=== Task item ===
Only the lines from the top of the data through the one with "box: [564, 278, 600, 293]" are to be written out, each exactly as it stands.

(Stored data entries)

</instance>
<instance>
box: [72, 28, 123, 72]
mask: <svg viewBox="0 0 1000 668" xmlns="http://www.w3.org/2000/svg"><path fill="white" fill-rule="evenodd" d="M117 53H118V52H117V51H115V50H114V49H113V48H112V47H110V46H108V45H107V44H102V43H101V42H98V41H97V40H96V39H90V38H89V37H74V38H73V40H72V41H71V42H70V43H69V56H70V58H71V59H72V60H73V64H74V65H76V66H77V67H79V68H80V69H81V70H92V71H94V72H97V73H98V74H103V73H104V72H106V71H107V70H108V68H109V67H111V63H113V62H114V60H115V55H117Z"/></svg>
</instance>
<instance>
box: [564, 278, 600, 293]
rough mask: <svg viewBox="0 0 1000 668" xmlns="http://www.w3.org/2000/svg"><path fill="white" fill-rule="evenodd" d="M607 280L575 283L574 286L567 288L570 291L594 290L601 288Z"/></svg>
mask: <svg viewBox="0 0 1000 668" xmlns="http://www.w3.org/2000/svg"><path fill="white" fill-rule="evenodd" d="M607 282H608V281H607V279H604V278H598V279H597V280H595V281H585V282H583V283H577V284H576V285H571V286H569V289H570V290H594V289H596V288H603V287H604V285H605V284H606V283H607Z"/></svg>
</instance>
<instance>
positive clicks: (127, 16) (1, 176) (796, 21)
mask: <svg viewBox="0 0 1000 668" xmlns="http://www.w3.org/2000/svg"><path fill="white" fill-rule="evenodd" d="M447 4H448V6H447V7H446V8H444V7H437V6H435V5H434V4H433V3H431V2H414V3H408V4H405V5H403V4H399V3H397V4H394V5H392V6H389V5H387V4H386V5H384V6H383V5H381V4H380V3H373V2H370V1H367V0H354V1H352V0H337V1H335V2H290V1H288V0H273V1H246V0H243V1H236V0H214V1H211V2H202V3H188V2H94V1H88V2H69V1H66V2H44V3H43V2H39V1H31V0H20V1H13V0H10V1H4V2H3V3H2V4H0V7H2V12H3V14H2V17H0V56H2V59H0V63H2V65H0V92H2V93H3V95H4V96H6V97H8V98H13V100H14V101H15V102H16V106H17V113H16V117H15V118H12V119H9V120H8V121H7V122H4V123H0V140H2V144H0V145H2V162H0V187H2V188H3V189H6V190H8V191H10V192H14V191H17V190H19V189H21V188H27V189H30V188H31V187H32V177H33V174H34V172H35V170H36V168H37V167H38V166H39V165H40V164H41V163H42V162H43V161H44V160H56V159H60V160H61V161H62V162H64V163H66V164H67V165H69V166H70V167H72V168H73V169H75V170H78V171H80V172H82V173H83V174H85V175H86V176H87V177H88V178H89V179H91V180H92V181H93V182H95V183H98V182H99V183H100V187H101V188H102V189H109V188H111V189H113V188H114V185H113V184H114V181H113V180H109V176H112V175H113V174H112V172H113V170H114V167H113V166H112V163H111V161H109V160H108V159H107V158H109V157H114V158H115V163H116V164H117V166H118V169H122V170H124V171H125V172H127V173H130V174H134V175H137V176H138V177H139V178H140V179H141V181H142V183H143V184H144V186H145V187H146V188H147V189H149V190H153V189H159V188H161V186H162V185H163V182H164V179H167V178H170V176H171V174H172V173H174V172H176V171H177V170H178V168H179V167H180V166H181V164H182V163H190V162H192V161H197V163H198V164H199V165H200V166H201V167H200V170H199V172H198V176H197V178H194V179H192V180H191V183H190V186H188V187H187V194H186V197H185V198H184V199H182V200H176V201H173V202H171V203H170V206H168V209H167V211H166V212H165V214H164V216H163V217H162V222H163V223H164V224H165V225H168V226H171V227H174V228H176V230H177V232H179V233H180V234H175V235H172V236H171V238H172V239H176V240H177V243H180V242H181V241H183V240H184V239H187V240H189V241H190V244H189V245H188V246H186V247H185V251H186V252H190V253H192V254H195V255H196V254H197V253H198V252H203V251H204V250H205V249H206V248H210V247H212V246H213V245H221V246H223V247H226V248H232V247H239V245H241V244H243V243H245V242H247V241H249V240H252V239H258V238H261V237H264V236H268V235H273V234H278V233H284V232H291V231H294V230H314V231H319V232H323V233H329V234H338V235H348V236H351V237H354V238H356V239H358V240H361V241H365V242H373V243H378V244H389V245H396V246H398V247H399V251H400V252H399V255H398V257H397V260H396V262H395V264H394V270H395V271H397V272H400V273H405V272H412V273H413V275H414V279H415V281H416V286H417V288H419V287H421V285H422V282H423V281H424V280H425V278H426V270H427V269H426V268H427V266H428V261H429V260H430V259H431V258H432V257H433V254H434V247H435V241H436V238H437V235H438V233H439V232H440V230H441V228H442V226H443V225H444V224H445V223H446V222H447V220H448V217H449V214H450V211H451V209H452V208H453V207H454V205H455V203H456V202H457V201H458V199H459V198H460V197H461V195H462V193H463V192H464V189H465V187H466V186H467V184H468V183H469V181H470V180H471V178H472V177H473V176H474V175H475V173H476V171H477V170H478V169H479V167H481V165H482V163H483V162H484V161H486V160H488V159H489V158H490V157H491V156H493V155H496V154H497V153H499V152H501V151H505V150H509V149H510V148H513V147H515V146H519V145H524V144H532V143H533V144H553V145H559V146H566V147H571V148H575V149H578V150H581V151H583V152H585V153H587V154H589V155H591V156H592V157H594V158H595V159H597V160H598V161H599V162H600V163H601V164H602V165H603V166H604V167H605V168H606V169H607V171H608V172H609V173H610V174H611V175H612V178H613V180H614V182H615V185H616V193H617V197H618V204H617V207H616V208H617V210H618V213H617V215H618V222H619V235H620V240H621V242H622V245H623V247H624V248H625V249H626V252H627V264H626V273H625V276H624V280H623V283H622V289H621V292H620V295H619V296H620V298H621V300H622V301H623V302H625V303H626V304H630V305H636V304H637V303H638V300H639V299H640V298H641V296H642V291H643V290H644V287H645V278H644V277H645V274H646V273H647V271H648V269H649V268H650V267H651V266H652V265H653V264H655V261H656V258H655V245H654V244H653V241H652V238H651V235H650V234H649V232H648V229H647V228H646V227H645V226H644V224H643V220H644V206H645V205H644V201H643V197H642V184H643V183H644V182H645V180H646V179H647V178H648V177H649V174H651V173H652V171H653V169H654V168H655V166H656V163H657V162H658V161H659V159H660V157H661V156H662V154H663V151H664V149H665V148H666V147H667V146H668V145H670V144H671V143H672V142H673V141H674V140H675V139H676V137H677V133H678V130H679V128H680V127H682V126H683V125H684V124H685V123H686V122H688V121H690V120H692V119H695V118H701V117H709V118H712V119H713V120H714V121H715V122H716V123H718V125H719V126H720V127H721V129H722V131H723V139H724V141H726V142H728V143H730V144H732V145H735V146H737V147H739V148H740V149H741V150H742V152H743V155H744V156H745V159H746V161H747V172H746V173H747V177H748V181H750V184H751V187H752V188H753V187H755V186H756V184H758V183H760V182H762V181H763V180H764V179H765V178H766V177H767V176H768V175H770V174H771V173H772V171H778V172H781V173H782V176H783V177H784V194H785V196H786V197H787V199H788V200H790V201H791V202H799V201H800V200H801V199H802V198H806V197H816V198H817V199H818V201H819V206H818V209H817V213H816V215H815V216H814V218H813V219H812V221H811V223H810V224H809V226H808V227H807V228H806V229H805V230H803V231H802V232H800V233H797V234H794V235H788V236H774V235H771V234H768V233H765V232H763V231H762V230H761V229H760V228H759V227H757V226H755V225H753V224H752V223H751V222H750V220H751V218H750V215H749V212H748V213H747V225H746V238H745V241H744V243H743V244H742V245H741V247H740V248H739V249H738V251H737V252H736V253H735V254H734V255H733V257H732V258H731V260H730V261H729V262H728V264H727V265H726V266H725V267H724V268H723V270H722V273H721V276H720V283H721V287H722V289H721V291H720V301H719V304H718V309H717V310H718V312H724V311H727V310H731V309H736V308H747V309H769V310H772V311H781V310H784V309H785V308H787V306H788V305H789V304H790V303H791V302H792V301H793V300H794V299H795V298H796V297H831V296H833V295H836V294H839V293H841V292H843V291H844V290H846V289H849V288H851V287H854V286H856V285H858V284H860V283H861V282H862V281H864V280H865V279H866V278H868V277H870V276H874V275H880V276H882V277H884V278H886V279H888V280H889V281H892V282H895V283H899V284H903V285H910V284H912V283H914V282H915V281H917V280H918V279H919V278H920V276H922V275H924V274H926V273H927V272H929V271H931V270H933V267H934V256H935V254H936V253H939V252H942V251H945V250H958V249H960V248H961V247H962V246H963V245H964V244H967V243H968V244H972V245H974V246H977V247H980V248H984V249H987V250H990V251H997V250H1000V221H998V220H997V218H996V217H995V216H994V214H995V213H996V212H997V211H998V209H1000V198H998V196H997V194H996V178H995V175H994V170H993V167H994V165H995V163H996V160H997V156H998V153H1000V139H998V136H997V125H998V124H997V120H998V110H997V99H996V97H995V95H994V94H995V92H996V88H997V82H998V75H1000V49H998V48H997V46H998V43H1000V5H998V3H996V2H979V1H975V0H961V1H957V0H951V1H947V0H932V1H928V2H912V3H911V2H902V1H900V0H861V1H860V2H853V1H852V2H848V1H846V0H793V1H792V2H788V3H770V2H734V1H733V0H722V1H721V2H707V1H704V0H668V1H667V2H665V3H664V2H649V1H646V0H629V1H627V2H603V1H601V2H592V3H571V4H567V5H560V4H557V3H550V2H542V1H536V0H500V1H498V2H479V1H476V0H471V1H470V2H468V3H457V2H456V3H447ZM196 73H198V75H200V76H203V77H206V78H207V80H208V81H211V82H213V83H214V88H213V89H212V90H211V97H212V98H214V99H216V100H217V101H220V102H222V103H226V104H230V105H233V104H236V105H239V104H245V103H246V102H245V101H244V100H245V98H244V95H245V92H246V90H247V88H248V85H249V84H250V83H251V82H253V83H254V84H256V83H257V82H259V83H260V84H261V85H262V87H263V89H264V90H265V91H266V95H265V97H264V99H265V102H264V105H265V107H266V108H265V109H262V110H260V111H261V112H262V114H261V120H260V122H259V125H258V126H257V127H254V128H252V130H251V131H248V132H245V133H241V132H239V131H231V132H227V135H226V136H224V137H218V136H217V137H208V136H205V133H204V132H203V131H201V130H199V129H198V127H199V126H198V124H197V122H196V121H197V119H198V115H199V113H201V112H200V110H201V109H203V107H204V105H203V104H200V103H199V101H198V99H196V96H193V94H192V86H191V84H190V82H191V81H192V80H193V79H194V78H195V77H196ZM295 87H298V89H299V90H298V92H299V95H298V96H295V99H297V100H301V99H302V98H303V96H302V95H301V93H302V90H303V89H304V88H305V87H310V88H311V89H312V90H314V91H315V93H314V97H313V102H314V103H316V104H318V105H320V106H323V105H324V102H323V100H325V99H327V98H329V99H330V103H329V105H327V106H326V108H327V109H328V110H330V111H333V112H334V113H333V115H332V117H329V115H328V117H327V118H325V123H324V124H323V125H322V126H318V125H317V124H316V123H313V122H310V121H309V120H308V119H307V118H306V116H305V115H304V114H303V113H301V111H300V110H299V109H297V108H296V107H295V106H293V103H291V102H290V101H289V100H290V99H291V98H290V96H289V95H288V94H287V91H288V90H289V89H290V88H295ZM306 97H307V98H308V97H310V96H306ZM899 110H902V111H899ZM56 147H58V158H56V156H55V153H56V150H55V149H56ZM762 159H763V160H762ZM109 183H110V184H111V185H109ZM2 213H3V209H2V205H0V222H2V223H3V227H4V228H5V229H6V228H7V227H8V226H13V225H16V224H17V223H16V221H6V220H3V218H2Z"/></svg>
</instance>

=== Answer below ===
</instance>
<instance>
box: [72, 28, 123, 72]
mask: <svg viewBox="0 0 1000 668" xmlns="http://www.w3.org/2000/svg"><path fill="white" fill-rule="evenodd" d="M117 53H118V52H117V51H115V50H114V49H113V48H112V47H110V46H108V45H107V44H102V43H101V42H98V41H97V40H96V39H90V38H89V37H74V38H73V40H72V41H71V42H70V43H69V56H70V58H71V59H72V60H73V64H74V65H76V66H77V67H79V68H80V69H81V70H92V71H94V72H97V73H98V74H103V73H104V72H106V71H107V70H108V68H109V67H111V63H113V62H114V60H115V55H117Z"/></svg>
</instance>
<instance>
box: [564, 278, 600, 293]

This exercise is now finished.